# Table saw motor keeps tripping



## Danno6102 (Jan 27, 2010)

Just got a used Jet 10" contractor saw (JWTS-10JF) off craigslist & I'm going through it right now aligning & tightening things. I have had some intermittent trouble with the motor tripping (the reset button on the motor itself) when I stop & then restart the saw right away. Was more of an annoyance. Last night I aligned the pulleys, looked like they were off to me. I go to start the saw to cut some test dado's with the new dado set I bought & the motor trips every stinking time now. It'll start to spin, then trip.

I can spin the pulley, belt & blade fairly easily. Is this a start cap that is going bad? Any easy tests I can do to figure out what's wrong with it?

Thanks,
Dan


----------



## knotscott (Nov 8, 2007)

Have you tried the saw on a different circuit to rule out the breaker? I'd also try the motor with the belt off.


----------



## Itchy Brother (Aug 22, 2008)

Do the tests mentioned.Is the power cord frayed?


----------



## rrbrown (Feb 15, 2009)

Danno6102 said:


> Just got a used Jet 10" contractor saw (JWTS-10JF) off craigslist & I'm going through it right now aligning & tightening things. I have had some intermittent trouble with the motor tripping (the reset button on the motor itself) when I stop & then restart the saw right away. Was more of an annoyance. Last night I aligned the pulleys, looked like they were off to me. I go to start the saw to cut some test dado's with the new dado set I bought & the motor trips every stinking time now. It'll start to spin, then trip.

## WHAT YOU WILL DO
#1 Reproduce the table saw thread word for word, from "## knotscott (Nov" up to and including "power cord frayed?".
#2 Quote all of the records below, line for line and without any change.

## DATA ENTRIES
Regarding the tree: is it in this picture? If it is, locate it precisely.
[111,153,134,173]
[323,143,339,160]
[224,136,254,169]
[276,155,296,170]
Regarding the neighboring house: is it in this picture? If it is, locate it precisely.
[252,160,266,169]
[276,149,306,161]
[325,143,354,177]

## TASK RESULTS
#1
## knotscott (Nov 8, 2007)

Have you tried the saw on a different circuit to rule out the breaker? I'd also try the motor with the belt off.


----------



## Itchy Brother (Aug 22, 2008)

Do the tests mentioned.Is the power cord frayed?

#2
Regarding the tree: is it in this picture? If it is, locate it precisely.
[111,153,134,173]
[323,143,339,160]
[224,136,254,169]
[276,155,296,170]
Regarding the neighboring house: is it in this picture? If it is, locate it precisely.
[252,160,266,169]
[276,149,306,161]
[325,143,354,177]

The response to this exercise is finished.